» Work task:
Going line by line through the entries, count those containing "house" and state only the result.

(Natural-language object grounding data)
*** Block opens ***

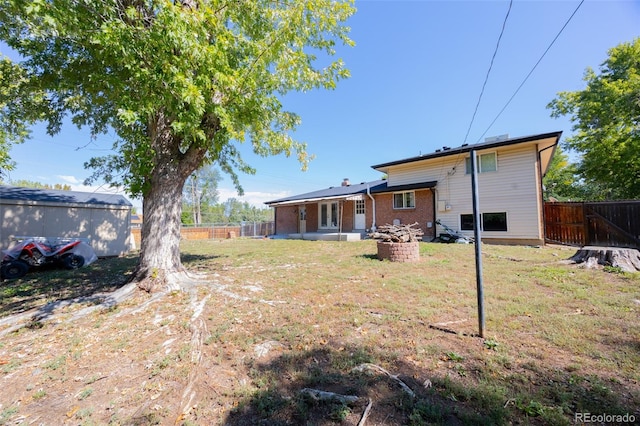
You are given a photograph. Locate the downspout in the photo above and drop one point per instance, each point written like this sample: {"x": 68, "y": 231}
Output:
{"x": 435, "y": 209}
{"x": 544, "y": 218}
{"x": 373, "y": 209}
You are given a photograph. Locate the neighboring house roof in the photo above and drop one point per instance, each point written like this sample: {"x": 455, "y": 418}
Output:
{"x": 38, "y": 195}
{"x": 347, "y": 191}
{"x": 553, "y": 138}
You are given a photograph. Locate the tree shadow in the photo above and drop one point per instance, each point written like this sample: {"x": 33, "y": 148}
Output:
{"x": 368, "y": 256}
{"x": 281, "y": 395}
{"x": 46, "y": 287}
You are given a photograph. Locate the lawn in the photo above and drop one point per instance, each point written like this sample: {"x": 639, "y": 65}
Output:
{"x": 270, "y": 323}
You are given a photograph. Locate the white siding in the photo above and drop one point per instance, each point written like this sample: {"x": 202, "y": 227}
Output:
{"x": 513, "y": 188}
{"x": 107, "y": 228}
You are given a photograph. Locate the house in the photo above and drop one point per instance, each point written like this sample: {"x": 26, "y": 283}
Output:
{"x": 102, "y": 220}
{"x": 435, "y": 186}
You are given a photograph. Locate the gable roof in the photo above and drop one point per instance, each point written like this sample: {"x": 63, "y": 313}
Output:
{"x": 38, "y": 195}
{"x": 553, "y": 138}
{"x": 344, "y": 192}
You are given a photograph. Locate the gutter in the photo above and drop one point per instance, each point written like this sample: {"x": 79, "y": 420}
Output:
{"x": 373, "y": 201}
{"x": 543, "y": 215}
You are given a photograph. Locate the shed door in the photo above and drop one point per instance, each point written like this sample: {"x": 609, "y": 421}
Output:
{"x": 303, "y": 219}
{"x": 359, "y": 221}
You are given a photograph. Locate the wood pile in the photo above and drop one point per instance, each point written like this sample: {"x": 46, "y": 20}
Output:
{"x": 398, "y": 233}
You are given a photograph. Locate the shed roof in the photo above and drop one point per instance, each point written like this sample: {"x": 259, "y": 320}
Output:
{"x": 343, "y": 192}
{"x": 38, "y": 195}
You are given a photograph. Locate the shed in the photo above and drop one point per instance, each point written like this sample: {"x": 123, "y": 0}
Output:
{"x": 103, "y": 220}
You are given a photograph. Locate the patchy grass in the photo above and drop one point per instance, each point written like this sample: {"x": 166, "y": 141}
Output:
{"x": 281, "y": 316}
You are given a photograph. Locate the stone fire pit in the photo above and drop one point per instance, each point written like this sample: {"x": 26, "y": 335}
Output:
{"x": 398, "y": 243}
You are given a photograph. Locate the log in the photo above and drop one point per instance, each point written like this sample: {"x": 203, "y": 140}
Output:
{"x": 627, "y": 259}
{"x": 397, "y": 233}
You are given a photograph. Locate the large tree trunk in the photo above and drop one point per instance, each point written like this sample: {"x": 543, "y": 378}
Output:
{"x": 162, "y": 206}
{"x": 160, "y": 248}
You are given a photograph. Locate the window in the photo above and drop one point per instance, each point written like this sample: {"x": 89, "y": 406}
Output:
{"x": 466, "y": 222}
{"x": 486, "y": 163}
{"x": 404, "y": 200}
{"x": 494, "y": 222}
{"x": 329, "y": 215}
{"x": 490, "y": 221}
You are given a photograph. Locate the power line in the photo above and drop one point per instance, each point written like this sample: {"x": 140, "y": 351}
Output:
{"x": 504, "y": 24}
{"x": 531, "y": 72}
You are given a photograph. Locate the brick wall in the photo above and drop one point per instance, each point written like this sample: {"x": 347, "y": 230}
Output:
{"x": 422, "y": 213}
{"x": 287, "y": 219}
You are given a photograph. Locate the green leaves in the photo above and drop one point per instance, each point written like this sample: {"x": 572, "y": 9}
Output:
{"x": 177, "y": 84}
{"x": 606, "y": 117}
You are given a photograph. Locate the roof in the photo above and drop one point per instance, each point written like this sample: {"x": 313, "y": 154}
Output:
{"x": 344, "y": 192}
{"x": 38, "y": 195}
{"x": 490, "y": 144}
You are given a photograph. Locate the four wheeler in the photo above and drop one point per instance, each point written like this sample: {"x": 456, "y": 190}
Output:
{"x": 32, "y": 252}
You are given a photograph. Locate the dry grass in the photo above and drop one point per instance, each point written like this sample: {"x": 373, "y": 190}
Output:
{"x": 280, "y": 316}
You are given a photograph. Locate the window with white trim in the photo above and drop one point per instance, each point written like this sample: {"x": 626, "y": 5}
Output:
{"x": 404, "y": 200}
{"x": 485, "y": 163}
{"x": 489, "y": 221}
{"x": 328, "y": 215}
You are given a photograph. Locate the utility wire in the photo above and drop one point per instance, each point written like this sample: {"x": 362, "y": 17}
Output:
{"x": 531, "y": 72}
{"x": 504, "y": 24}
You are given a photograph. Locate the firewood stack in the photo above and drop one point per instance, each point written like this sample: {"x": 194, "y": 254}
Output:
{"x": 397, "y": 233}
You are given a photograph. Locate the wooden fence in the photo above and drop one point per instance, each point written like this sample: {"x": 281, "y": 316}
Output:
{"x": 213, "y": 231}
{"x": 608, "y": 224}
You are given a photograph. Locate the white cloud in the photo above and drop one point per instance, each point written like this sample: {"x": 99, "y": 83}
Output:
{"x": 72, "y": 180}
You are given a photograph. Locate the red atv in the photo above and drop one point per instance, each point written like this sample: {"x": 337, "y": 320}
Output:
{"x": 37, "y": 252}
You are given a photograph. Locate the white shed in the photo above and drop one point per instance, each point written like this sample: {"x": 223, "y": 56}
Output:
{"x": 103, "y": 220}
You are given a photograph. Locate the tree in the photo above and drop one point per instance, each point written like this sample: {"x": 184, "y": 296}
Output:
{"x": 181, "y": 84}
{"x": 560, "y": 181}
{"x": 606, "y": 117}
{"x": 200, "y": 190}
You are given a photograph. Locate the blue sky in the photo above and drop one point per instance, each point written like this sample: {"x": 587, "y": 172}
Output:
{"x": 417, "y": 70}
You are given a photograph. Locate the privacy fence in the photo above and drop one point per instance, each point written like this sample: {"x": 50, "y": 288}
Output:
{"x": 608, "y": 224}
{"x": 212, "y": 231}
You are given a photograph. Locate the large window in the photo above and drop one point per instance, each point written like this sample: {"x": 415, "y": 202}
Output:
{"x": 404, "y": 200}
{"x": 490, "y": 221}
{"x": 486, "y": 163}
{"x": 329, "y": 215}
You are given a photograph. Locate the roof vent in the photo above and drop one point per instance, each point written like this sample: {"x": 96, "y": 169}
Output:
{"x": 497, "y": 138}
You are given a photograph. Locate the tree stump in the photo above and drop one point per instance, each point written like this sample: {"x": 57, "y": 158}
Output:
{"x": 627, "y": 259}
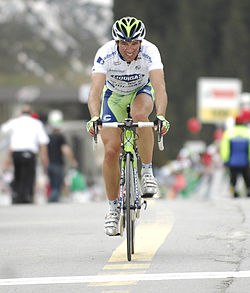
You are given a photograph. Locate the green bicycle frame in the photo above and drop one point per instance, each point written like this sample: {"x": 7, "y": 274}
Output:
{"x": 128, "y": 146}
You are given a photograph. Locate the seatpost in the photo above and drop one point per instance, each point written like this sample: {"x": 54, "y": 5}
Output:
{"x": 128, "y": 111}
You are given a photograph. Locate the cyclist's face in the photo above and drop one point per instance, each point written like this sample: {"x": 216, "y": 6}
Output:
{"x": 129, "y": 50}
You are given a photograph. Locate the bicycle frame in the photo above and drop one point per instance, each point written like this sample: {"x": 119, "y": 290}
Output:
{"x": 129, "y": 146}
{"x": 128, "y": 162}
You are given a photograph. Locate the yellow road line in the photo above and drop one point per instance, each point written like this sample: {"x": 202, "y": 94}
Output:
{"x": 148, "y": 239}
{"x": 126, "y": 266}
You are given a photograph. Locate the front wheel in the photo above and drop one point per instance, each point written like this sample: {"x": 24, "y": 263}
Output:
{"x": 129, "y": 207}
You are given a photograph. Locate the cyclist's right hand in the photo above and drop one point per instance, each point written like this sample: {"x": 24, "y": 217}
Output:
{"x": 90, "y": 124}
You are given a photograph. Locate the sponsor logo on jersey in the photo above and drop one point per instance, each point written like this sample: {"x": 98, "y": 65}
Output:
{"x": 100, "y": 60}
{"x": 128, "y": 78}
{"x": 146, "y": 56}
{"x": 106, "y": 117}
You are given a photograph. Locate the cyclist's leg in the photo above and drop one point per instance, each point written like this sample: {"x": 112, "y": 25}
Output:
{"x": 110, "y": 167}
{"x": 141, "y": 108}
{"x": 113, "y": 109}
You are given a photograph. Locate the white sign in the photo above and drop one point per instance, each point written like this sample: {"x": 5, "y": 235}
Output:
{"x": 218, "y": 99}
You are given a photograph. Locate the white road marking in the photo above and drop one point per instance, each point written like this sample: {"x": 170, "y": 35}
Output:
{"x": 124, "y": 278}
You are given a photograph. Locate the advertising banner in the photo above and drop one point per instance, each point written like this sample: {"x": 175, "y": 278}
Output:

*** Block closes ***

» Answer to this task:
2